■ Requirements
Repeat everything from the beginning of the entries down to the line containing "(331, 367), (350, 396)", both ends included.
'''
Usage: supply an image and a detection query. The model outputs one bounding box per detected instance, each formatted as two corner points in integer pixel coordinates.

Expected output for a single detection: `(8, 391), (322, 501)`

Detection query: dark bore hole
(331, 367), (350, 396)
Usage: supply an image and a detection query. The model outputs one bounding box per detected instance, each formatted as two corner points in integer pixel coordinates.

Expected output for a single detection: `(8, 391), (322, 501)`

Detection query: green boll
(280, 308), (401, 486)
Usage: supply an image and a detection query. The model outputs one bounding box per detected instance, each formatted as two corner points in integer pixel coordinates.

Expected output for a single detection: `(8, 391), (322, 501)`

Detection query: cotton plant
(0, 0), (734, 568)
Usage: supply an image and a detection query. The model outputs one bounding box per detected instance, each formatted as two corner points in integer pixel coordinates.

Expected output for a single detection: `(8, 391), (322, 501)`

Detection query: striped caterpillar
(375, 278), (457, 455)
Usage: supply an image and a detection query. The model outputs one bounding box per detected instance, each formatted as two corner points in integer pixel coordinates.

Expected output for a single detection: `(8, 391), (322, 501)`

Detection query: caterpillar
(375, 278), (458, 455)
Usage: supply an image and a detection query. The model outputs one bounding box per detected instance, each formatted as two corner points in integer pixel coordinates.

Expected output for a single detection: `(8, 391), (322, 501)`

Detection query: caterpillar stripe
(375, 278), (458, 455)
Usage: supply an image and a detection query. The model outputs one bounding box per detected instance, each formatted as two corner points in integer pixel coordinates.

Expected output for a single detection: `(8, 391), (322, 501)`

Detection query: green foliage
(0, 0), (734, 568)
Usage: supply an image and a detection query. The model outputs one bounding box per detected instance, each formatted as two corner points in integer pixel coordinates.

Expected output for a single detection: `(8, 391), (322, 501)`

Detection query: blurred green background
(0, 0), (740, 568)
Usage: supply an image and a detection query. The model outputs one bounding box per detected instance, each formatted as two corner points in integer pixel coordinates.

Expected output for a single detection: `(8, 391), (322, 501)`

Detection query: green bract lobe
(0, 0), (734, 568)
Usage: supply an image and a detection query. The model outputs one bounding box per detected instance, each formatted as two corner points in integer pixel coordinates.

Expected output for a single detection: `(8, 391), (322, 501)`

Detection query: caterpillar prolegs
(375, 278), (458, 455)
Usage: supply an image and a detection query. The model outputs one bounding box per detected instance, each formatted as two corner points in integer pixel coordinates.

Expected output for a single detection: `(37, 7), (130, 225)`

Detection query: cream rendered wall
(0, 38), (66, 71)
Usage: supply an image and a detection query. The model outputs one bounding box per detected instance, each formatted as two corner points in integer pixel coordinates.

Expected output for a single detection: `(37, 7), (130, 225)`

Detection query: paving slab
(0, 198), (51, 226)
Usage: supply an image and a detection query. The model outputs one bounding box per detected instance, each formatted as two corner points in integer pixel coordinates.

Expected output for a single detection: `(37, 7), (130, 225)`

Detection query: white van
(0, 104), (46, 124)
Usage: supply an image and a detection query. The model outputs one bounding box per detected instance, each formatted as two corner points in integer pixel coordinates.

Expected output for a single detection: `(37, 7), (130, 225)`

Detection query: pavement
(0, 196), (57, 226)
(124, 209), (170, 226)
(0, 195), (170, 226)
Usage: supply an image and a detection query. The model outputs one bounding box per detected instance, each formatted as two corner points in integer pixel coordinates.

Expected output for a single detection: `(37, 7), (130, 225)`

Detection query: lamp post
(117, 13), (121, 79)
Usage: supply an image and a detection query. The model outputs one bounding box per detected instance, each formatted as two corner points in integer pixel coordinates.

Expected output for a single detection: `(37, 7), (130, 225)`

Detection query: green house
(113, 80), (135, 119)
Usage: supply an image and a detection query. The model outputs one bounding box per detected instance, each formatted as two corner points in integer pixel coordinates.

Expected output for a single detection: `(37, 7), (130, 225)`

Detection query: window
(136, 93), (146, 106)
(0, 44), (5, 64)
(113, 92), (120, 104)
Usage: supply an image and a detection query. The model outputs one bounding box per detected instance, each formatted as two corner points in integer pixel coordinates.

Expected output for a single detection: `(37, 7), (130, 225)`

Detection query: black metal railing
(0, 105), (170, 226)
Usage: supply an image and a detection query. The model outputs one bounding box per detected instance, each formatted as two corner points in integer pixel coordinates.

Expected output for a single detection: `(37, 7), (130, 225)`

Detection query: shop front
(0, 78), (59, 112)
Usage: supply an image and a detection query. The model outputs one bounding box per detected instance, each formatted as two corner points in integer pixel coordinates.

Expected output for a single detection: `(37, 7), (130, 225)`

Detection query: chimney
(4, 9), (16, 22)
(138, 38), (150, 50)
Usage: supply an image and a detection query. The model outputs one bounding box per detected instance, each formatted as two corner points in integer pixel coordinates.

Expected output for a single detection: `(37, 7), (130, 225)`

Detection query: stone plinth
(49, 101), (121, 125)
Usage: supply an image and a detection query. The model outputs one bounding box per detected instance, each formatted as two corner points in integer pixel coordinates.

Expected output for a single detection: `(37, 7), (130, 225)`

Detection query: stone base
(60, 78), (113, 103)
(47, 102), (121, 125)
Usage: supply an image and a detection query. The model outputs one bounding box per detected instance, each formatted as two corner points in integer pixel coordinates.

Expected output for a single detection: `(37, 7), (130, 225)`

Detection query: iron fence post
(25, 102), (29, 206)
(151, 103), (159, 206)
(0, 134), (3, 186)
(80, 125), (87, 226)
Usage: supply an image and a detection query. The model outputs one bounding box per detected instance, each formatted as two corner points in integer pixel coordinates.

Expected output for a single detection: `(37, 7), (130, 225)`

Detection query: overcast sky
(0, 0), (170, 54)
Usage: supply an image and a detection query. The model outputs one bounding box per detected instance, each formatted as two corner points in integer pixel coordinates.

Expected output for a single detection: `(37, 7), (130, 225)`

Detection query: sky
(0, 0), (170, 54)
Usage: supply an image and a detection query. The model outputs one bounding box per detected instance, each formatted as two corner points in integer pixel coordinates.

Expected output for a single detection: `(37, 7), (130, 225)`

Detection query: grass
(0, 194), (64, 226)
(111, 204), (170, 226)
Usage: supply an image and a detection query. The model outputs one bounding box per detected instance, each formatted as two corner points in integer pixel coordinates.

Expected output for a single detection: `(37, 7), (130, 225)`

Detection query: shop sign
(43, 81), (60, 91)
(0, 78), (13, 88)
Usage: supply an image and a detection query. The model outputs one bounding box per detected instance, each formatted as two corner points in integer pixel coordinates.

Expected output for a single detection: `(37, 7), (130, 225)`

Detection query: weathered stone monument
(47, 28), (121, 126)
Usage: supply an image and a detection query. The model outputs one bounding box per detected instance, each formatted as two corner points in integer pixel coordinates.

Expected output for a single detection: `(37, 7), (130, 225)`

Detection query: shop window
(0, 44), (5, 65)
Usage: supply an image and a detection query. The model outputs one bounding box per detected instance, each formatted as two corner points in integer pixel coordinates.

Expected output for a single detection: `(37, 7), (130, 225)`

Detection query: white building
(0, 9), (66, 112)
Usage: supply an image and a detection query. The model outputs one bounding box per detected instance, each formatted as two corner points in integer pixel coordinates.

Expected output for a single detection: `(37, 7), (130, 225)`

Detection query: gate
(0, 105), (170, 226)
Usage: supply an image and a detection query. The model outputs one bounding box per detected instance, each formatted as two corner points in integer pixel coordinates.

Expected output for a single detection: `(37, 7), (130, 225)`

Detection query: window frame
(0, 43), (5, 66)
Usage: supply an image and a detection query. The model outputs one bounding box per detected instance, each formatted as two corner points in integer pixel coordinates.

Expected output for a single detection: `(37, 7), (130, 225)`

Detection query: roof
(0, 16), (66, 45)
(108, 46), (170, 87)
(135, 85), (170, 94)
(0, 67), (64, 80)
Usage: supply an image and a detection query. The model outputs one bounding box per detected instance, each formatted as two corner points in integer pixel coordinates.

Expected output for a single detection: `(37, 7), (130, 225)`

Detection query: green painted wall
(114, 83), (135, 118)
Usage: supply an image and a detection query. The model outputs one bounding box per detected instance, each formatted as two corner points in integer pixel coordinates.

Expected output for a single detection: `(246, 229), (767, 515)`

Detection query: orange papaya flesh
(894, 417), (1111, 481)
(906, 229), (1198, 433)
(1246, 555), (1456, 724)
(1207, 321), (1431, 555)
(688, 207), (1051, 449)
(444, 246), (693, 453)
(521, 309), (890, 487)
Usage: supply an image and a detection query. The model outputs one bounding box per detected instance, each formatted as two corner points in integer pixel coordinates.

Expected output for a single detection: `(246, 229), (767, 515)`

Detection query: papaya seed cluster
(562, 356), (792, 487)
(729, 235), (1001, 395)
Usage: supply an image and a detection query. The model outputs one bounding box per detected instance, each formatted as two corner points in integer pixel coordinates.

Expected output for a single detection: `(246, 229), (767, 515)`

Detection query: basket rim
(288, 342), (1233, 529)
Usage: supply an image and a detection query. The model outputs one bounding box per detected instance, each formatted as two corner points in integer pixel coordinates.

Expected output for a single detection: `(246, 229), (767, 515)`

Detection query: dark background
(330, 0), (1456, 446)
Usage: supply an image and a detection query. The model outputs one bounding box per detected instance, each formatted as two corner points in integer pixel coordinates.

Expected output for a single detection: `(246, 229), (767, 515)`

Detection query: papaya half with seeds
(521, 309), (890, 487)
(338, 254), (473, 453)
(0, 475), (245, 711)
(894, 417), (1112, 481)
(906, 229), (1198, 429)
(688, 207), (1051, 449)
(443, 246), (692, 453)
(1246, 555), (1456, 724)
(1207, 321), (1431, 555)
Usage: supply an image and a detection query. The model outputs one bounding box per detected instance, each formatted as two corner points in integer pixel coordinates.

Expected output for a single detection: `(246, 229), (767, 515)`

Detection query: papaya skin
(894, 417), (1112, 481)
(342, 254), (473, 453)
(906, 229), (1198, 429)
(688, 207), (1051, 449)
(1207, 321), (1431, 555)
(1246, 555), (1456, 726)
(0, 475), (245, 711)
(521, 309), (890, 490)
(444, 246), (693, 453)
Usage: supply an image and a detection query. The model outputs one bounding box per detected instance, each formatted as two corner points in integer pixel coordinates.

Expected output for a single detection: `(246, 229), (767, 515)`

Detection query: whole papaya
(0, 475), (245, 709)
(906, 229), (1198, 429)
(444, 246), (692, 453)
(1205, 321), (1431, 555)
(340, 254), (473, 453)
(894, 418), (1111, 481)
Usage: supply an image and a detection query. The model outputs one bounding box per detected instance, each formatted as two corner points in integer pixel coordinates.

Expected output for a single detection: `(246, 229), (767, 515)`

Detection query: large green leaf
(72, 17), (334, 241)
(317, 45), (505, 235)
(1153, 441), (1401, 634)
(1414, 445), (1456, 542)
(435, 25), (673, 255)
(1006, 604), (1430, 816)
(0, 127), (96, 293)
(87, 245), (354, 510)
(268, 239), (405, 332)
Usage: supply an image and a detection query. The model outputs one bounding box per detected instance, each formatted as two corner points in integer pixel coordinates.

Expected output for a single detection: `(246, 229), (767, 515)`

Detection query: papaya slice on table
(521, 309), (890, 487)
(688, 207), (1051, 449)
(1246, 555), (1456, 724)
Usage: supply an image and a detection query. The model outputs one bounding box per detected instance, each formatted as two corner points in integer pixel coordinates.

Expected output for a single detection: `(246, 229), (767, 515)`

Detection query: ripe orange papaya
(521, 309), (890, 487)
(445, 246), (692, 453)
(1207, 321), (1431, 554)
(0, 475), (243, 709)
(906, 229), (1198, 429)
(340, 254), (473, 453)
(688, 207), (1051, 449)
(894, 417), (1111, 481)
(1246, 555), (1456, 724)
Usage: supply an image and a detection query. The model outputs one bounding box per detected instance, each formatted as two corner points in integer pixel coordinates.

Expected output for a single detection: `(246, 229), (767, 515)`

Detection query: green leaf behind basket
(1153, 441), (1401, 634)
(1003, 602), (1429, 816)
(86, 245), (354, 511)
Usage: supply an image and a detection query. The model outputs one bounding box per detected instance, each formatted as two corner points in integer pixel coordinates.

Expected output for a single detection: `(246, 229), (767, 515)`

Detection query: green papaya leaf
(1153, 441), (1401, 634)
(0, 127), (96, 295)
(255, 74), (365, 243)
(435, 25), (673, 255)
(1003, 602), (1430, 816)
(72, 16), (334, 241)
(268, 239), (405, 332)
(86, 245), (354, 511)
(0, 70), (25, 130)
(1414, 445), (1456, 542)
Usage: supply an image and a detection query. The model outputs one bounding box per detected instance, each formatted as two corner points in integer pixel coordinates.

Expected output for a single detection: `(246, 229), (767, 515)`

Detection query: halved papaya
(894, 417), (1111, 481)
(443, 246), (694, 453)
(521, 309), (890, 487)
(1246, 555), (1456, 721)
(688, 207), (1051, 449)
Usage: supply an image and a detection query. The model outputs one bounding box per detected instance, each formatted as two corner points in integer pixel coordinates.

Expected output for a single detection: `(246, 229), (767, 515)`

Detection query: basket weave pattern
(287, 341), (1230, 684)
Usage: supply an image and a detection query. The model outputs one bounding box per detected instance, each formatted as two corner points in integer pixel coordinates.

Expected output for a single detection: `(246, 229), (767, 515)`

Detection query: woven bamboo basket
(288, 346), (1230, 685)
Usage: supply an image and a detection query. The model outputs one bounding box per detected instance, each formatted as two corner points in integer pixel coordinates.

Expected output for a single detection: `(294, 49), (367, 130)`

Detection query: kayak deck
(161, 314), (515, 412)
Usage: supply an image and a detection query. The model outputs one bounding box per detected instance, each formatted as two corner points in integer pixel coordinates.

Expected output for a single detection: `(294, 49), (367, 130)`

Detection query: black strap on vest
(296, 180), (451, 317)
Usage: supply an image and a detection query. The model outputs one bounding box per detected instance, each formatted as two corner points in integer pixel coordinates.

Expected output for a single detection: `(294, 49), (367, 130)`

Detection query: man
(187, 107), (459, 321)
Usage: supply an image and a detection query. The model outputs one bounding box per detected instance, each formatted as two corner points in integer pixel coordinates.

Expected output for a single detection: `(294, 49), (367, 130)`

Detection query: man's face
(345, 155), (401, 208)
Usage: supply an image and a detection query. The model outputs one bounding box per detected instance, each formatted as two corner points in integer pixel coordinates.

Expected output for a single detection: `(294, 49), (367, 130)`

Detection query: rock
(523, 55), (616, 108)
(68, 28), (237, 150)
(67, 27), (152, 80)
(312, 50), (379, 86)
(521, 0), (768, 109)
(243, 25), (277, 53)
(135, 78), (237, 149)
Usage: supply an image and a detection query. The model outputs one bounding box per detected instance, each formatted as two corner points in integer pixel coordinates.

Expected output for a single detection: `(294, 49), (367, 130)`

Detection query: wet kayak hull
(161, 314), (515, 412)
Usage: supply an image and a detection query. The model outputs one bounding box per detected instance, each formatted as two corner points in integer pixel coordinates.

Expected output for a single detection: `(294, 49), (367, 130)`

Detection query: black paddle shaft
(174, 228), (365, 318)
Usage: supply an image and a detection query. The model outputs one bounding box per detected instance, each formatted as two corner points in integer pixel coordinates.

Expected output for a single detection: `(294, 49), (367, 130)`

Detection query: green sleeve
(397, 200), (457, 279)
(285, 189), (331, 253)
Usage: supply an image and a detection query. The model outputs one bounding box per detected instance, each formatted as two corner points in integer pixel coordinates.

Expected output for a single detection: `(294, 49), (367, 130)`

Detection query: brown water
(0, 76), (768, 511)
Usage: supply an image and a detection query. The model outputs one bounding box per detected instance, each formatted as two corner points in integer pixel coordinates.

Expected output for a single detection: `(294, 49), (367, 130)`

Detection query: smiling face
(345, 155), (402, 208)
'''
■ Exercise result
Usage: supply an image and a detection query. The model outputs one bounding box per detected instance, each formatted as two corner points in integer pixel coordinates.

Expected output for a single detection: `(8, 391), (322, 501)`

Detection query: dark bore hole
(331, 367), (350, 396)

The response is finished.